# EXTRACT PROVIDED
Simulations were conducted to comprehensively evaluate and analyze the performance of the RAGMSPPF method. The comparison analysis with the PF and GMSPPF methods is also discussed in this section.

### Lognormal probability density

For comparison, simulations were conducted under the same conditions by the proposed RAGMSPPF as well as the PF and GMSPPF, respectively. Consider the state and measurement models [19].

# STATED PROBLEM A
Find every row that contains the string "tank" and copy each of those rows out in full, treating uppercase and lowercase letters as different.
The passage and the rows are unrelated to each other.

# DATA ENTRIES
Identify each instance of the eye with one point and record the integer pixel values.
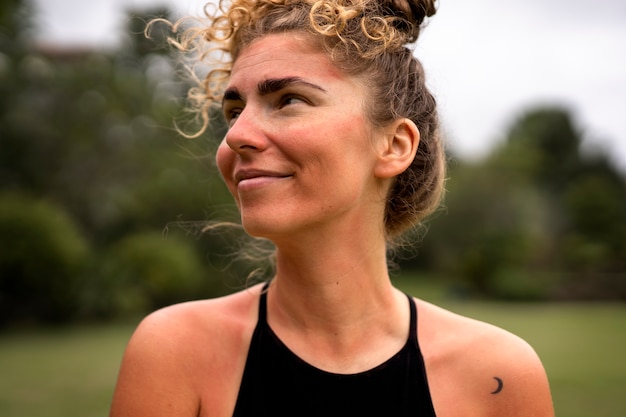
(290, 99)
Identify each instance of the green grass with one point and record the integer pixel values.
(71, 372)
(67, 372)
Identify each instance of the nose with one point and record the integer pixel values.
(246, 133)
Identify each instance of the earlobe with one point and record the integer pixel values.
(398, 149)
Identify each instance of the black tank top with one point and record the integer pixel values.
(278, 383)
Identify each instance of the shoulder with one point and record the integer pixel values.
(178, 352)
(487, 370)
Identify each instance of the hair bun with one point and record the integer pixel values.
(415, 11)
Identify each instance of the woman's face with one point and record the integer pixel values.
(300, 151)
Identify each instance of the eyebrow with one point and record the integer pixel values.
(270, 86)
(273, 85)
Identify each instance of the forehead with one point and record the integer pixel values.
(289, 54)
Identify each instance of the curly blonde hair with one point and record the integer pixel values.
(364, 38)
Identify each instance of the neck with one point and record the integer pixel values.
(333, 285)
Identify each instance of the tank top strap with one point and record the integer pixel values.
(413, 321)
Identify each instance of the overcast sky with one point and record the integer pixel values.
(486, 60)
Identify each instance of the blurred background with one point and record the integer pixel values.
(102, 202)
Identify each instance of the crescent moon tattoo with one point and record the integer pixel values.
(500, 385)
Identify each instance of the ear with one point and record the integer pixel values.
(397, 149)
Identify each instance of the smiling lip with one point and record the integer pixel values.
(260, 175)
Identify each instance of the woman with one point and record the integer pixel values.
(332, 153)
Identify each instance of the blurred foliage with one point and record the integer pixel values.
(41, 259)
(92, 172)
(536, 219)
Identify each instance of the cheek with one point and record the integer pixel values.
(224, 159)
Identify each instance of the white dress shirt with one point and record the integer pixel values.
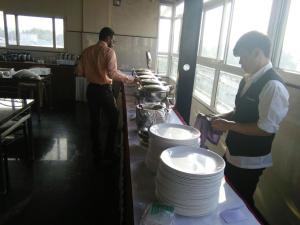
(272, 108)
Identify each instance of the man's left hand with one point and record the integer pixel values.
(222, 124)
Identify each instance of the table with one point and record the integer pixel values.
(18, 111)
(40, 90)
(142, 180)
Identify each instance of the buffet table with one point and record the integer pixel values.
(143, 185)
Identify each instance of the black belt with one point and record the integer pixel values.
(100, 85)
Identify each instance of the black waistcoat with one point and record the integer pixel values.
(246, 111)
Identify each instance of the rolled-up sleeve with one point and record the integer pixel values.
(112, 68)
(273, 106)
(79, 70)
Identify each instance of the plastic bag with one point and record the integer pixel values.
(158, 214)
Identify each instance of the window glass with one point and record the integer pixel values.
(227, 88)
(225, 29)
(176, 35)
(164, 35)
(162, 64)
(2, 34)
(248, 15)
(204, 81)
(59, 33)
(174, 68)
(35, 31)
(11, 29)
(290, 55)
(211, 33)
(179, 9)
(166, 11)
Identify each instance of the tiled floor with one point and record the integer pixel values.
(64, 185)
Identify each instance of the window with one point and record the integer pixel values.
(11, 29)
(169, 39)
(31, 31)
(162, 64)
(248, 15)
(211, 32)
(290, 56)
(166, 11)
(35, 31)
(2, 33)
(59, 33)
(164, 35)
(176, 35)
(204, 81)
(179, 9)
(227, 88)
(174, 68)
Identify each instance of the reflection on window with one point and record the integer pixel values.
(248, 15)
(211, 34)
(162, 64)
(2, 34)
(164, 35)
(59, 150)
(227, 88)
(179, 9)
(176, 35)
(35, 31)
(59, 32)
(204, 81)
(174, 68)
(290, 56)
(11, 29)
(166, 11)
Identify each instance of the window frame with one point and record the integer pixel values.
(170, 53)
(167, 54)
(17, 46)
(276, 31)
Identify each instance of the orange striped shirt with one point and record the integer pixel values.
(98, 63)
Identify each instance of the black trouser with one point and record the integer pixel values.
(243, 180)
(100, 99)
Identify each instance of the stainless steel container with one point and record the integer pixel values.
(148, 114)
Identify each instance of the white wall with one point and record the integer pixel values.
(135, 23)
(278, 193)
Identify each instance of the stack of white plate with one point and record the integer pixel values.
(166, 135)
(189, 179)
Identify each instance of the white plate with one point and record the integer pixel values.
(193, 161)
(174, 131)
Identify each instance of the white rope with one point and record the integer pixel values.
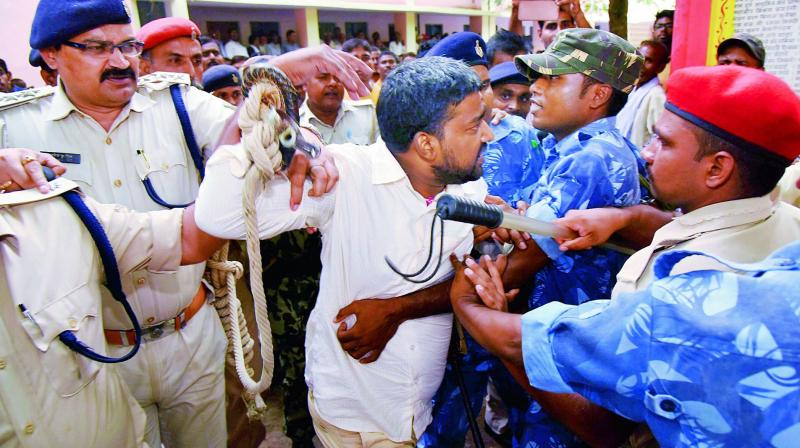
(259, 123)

# STATED PROBLEM B
Reproduce the whole passage on the RAGMSPPF simulations word for word.

# CORRECT OUTPUT A
Identify each instance of the black tank top with one point and record the integer pixel values.
Identify each instance of the tank top strap with one point and record the integer pixel values.

# CORRECT OUTPUT B
Simulations were conducted to comprehensively evaluate and analyze the performance of the RAGMSPPF method. The comparison analysis with the PF and GMSPPF methods is also discussed in this section.

### Lognormal probability density

For comparison, simulations were conducted under the same conditions by the proposed RAGMSPPF as well as the PF and GMSPPF, respectively. Consider the state and measurement models [19].